Exercise requirements: Write out everything from the line containing "point: bare tree, one" down to the final line of the records, reproducing each line without any change.

Extracted entries:
START
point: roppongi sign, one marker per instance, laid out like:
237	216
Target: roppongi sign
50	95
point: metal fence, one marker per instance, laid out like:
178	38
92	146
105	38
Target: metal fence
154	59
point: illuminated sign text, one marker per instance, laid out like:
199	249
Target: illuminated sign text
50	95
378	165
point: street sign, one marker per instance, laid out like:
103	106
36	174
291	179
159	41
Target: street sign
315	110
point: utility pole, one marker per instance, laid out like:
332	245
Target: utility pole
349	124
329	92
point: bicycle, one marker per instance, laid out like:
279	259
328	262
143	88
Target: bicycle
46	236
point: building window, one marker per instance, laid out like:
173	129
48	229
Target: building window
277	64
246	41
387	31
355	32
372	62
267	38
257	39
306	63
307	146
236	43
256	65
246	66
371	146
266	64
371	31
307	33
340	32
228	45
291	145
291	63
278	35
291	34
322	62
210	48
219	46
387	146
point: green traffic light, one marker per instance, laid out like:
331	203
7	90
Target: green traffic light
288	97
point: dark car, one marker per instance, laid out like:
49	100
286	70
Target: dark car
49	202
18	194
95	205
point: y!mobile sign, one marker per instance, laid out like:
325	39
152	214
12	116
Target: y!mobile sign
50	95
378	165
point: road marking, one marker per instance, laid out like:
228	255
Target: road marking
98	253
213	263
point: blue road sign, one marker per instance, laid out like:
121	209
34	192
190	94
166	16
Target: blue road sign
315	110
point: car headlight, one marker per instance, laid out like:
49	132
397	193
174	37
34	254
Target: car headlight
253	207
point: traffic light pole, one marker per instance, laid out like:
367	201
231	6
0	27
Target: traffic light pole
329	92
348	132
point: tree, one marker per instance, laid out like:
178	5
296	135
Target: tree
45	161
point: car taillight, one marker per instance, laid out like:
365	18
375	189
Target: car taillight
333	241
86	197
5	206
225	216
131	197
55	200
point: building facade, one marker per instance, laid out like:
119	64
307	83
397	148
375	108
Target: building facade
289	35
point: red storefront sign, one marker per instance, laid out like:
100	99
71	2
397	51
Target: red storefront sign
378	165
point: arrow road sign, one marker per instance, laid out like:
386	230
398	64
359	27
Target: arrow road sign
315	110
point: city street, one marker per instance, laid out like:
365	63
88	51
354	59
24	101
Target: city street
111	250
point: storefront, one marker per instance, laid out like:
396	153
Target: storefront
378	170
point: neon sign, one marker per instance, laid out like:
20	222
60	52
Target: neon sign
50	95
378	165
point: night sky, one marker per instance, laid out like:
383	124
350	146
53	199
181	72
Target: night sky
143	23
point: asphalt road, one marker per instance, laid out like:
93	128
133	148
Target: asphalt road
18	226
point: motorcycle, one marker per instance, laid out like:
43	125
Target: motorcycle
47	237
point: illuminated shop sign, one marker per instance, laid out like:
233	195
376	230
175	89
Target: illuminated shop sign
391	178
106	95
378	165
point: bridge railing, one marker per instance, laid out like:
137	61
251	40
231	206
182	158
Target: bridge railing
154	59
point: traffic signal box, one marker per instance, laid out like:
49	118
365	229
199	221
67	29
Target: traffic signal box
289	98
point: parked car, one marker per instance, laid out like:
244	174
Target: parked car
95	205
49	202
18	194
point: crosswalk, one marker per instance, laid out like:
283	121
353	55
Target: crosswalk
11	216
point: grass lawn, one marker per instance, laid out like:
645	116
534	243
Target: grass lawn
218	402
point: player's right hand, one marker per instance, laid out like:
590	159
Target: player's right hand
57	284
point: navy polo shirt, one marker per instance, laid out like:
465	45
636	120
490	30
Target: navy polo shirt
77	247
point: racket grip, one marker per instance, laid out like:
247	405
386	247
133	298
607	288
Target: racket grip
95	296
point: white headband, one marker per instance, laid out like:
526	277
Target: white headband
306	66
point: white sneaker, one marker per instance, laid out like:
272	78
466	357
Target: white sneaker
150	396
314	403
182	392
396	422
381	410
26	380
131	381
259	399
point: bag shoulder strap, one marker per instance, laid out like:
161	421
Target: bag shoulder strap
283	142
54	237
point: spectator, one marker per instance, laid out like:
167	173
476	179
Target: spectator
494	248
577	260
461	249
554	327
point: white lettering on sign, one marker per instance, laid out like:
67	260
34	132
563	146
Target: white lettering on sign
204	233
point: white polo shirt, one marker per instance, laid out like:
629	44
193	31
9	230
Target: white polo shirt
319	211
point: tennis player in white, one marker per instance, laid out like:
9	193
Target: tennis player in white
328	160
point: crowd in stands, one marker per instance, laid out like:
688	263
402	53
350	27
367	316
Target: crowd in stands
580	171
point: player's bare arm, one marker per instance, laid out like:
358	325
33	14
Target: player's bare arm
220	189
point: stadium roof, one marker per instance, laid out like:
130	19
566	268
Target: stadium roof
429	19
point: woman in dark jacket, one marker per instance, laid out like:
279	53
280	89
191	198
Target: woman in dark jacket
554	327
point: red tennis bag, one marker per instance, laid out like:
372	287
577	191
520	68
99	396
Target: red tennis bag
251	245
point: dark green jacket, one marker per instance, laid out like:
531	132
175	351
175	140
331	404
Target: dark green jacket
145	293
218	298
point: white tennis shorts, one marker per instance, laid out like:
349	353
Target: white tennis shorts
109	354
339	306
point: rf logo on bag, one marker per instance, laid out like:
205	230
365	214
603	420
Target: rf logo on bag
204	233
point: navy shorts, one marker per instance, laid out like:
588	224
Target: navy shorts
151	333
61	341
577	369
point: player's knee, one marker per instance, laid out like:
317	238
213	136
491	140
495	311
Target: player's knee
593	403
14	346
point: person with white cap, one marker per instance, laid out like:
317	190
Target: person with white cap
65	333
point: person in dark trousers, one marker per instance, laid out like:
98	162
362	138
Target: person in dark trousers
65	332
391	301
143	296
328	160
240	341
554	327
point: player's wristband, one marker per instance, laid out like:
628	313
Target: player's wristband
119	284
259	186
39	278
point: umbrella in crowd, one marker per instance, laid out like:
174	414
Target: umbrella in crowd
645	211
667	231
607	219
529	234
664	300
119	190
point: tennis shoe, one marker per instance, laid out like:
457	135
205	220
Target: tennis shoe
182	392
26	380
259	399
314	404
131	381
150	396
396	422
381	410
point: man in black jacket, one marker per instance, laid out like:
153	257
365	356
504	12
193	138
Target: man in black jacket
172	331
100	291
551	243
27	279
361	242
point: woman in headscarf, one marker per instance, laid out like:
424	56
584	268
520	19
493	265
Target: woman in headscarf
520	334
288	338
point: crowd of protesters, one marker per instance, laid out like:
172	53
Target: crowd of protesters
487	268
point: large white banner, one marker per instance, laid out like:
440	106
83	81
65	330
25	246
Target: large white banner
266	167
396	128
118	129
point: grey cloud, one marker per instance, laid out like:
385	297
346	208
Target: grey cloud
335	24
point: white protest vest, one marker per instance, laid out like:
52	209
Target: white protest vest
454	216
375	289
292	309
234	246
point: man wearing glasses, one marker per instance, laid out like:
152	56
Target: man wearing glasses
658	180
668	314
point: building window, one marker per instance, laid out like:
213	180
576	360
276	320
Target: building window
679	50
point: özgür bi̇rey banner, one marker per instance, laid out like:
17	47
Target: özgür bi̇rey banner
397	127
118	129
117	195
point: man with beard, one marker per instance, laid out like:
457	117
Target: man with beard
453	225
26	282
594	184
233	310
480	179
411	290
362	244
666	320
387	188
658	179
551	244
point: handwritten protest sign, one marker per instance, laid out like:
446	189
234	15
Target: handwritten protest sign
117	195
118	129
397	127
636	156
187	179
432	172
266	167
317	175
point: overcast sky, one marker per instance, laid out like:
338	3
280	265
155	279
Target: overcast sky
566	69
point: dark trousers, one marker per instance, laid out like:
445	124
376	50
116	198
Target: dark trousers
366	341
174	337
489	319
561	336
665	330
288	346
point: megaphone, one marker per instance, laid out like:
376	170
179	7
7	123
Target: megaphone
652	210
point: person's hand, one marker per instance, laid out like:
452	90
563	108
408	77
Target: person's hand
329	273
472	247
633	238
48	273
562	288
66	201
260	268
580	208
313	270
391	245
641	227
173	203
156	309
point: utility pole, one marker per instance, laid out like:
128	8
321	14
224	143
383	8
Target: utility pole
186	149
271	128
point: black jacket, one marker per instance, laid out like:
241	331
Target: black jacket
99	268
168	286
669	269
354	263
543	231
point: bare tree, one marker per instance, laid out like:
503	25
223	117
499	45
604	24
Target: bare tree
END
Answer to this problem:
point: bare tree, one marker per instance, laid out like:
503	25
223	117
499	45
604	24
Target: bare tree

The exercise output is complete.